Представители знати хоть и не стремились ускорить смерть Микиеле, но все же находили, что он слишком мало с ними советуется, и воспользовались его неожиданной смертью, чтобы внести изменения в конституцию — так начался долгий процесс постепенного ограничения полномочий дожей. Себастьяно Циани, первый дож, избранный уже по новым правилам, сделал немало для восстановления богатств Венеции благодаря своему умению заключать выгодные соглашения — в основном с Сицилией… ну и с Фридрихом Барбароссой тоже. Это помогло убедить Мануила Комнина в том, что неразумно продолжать обижать людей, у которых есть такие опасные друзья, и большинство венецианцев, взятых под стражу в 1171 году, наконец получили свободу в 1179-м. А еще более решительно независимый статус Венеции был подтвержден в 1177-м, когда именно здесь состоялась церемония, во время которой папа Александр III и Фридрих Барбаросса примирились после продолжительных распрей.
Признав духовную и мирскую власть папы в Лидо в присутствии трех кардиналов и будучи возвращенным в лоно Святой Церкви после семнадцати лет отлучения, Фридрих в сопровождении дожа с невероятной пышностью и блеском проследовал в базилику Сан-Марко. Здесь Александр, восседая на троне, ожидал возвращения блудного сына (позже, с намеком на эту самую притчу, папа послал монарху тучного тельца). Архиепископы и каноники подвели императора пред светлы очи, он отбросил свою красную мантию, пал ниц и поцеловал ноги и колени понтифика в знак почтения и полного подчинения.

- **ОПИСАНИЕ ЗАДАНИЯ**: Продолжите приведенный выше отрывок о Венеции и примирении папы Александра III с Фридрихом Барбароссой, начав сразу после его последнего предложения.

- **ПОКАЗАННЫЕ ДАННЫЕ**:
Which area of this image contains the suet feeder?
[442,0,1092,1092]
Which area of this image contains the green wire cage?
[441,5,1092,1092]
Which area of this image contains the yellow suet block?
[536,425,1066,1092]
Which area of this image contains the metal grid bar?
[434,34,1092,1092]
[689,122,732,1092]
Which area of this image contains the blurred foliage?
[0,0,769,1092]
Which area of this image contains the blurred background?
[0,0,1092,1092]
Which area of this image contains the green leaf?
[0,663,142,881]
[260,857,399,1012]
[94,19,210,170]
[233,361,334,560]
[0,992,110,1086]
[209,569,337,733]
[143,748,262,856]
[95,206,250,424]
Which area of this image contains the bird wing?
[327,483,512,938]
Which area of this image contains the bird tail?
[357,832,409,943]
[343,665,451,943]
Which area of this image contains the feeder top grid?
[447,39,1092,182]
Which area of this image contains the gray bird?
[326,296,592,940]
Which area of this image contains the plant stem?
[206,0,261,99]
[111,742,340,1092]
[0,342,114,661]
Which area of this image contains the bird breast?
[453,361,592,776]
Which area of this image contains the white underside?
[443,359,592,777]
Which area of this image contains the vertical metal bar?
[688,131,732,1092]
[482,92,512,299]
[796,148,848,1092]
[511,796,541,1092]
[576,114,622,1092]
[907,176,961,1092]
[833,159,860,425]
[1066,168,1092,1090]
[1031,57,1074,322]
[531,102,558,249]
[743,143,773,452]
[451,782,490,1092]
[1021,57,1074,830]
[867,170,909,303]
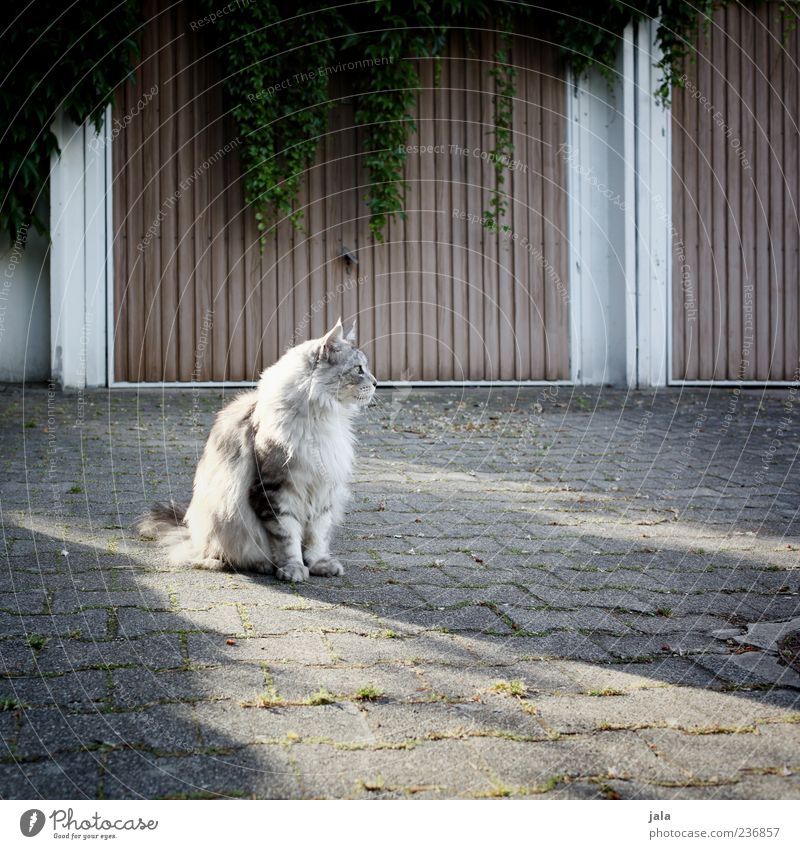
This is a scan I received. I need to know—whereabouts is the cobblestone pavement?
[0,387,800,799]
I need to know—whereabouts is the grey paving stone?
[0,610,108,640]
[101,746,299,799]
[246,606,383,635]
[291,740,492,798]
[112,663,264,709]
[470,731,684,786]
[36,634,184,672]
[117,607,244,638]
[0,752,100,799]
[268,663,427,701]
[637,724,800,780]
[0,387,800,799]
[194,701,375,748]
[16,705,200,758]
[0,671,109,707]
[188,631,332,665]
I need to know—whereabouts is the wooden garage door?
[672,3,800,380]
[113,2,569,382]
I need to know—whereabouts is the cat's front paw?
[275,561,308,584]
[308,557,344,578]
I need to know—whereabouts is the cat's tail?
[135,501,200,566]
[135,501,189,542]
[134,501,225,569]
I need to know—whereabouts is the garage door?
[672,3,800,381]
[113,2,569,382]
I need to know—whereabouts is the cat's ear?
[319,318,344,354]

- **РЕЗУЛЬТАТ ЗАДАНИЯ**:
Перед центральными дверями Сан-Марко в том месте, где, по легенде, преклонял колени Фридрих Барбаросса, установлена мраморная плита. Сама базилика, которая к тому моменту обрела уже знакомый нам общий вид, являла собой самый подходящий фон для столь важных событий. По стилю и духу эта третья уже из возведенных на том же месте базилика во многом была византийской, но к XI и XII векам это символизировало уже не столько давнюю преданность Венеции «новому Риму» Босфора, сколько уверенное заявление о своих правах на равное с ним положение или даже претензии на то, чтобы занять его место. Пьяцца и Пьяццетта также во многом приобрели свой современный вид именно при доже Циани: канал, протекавший мимо Сан-Марко, был засыпан, вся площадь вымощена кирпичом, к близлежащим домам пристроили колоннады, Дворец дожей увеличили, снесли стену, закрывавшую часть берега, и установили на Пьяццетте две античные колонны. Эти колонны прибыли из Греции вместе с Микиеле, а позже на них поместили изваяния льва святого Марка и святого Феодора с его крокодилом. Да и в целом город процветал и развивался. Банки на Риальто открылись в пятидесятых годах XII века, часть улиц и кампо вымостили, а некоторые улицы были даже освещены, задолго до остальных городов Европы, небольшими масляными лампами.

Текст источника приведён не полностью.